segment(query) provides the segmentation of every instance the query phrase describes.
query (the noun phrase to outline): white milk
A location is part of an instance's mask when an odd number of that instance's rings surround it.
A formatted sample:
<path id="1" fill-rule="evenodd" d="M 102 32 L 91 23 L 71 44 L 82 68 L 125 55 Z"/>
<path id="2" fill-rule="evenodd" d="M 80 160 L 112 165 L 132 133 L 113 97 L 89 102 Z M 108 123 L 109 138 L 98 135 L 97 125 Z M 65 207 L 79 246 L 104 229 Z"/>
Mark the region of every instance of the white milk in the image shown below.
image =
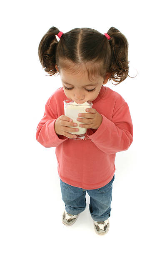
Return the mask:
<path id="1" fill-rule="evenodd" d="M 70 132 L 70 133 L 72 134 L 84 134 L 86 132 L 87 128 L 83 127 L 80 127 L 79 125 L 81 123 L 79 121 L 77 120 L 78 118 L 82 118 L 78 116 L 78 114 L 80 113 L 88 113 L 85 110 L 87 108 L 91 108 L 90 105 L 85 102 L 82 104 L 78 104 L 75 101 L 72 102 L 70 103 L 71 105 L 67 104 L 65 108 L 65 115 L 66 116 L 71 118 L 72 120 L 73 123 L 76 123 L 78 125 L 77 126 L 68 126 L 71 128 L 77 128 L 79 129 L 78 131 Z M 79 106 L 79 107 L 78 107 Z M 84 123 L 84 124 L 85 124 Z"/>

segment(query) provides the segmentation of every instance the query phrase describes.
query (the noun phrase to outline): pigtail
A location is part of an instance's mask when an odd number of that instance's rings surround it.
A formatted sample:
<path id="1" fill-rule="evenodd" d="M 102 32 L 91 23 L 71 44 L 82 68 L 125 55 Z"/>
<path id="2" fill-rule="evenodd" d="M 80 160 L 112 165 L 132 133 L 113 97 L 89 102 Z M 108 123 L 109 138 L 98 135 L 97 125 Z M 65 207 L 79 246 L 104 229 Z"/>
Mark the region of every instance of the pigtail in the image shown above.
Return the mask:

*Given instruction:* Extract all the data above exactly, excluding every picture.

*Response to the exercise:*
segment(query) provides the segmentation of every instance the query phrase describes.
query (the noun phrase to outline): white milk
A location is part of an instance's mask when an odd number of that instance's rings surround it.
A formatted sample:
<path id="1" fill-rule="evenodd" d="M 102 32 L 91 23 L 71 44 L 82 68 L 125 55 Z"/>
<path id="2" fill-rule="evenodd" d="M 80 160 L 112 165 L 132 133 L 113 97 L 89 102 Z M 108 123 L 109 138 L 98 135 L 97 125 Z M 65 207 L 79 246 L 104 229 Z"/>
Mark the region of every instance of the white milk in the image shown below.
image =
Return the mask:
<path id="1" fill-rule="evenodd" d="M 70 132 L 70 133 L 72 134 L 84 134 L 86 132 L 87 128 L 83 127 L 80 127 L 79 125 L 81 123 L 79 121 L 77 120 L 78 118 L 82 118 L 78 116 L 78 114 L 80 113 L 88 113 L 85 110 L 87 108 L 91 108 L 90 105 L 85 102 L 82 104 L 78 104 L 75 101 L 72 102 L 70 103 L 71 105 L 67 104 L 65 108 L 65 115 L 66 116 L 71 118 L 72 120 L 73 123 L 76 123 L 78 125 L 77 126 L 68 126 L 71 128 L 77 128 L 79 129 L 78 131 Z M 79 106 L 79 107 L 78 107 Z M 84 123 L 84 124 L 85 124 Z"/>

segment(query) provides the segmentation of every instance the query phrase describes.
query (the noun phrase to outline): pigtail
A location is part of an instance's mask when an odd number of that instance's rings surround it.
A formatted sample:
<path id="1" fill-rule="evenodd" d="M 102 32 L 91 23 L 71 44 L 82 68 L 125 55 Z"/>
<path id="2" fill-rule="evenodd" d="M 80 160 L 112 165 L 132 133 L 113 97 L 89 102 Z M 108 123 L 109 138 L 98 135 L 97 125 Z M 65 207 L 79 246 L 104 229 Z"/>
Mark the region of every instance of the pigtail in the image shown above.
Return the mask:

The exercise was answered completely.